EXERCISE AIM:
Copy out the data from the line containing "Target: horse's leg" through the end of the data, renaming "outstretched arm" to "extended arm" and keeping everything else the same. Leave any pictures out of your copy.

Point annotation data
* BEGIN *

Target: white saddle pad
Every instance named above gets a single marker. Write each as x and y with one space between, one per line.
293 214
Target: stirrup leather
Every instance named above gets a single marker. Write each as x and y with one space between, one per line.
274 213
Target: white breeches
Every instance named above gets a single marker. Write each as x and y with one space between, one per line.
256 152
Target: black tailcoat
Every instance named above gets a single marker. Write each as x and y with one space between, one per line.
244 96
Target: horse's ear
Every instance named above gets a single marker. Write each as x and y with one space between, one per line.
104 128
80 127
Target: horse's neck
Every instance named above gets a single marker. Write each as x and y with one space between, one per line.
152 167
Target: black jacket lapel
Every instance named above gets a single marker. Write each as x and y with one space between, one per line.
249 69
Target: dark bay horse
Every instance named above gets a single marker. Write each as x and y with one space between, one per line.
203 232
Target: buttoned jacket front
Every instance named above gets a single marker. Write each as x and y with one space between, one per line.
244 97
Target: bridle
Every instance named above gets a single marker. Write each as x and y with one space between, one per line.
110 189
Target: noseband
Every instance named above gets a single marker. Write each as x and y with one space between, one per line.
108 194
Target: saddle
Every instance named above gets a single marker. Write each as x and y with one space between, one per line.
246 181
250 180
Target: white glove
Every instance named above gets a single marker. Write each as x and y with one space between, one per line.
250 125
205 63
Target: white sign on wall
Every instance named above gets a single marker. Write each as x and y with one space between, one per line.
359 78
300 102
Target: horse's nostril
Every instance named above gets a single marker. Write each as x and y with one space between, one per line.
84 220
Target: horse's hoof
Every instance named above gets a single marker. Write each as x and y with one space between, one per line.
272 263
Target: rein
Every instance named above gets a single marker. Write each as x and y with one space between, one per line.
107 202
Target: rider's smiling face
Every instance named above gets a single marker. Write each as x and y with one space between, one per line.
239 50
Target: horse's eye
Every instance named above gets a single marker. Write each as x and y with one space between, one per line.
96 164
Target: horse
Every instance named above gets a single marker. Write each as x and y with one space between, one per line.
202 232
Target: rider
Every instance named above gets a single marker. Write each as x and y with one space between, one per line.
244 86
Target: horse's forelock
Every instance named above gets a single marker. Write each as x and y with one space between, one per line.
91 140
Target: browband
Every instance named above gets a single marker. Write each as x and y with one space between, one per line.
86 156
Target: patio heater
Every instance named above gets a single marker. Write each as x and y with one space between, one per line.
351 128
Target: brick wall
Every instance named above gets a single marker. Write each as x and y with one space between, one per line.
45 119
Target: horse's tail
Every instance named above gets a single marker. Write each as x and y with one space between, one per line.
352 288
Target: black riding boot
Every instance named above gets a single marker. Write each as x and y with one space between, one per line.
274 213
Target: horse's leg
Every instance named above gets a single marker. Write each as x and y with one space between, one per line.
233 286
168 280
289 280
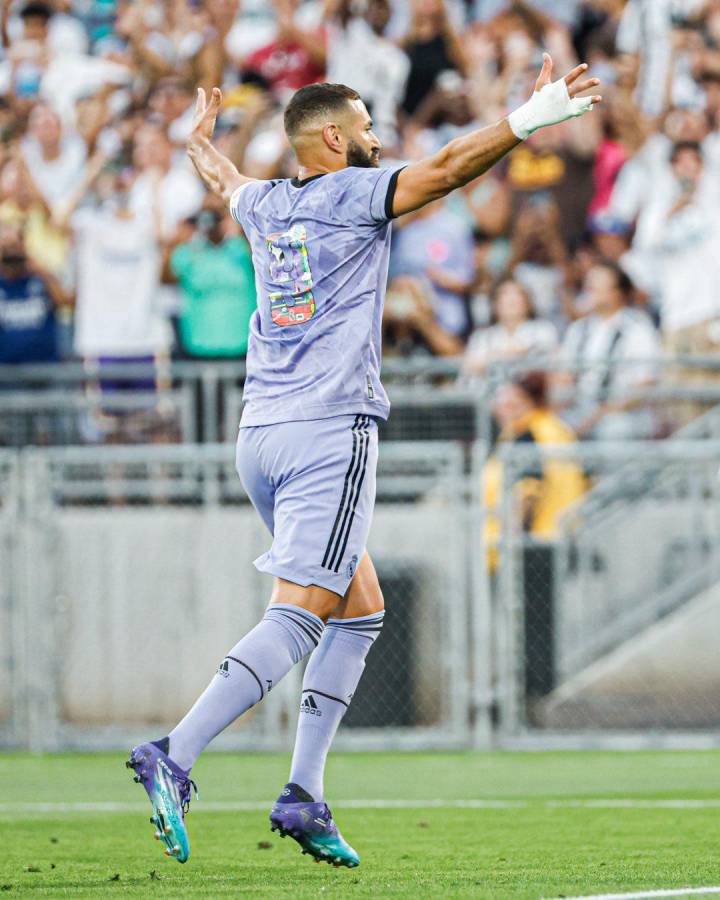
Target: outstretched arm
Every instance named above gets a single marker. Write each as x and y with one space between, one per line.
472 155
216 170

* END *

SOLUTION TO THIS PROBLEM:
Target: horse's leg
Every instance named above gets a single marker. Write each as x and y with one space between, one per line.
233 286
168 280
289 280
Target: extended arm
Every instance named above gets a single marker. Write each as x and y with one space between, one per line.
472 155
216 170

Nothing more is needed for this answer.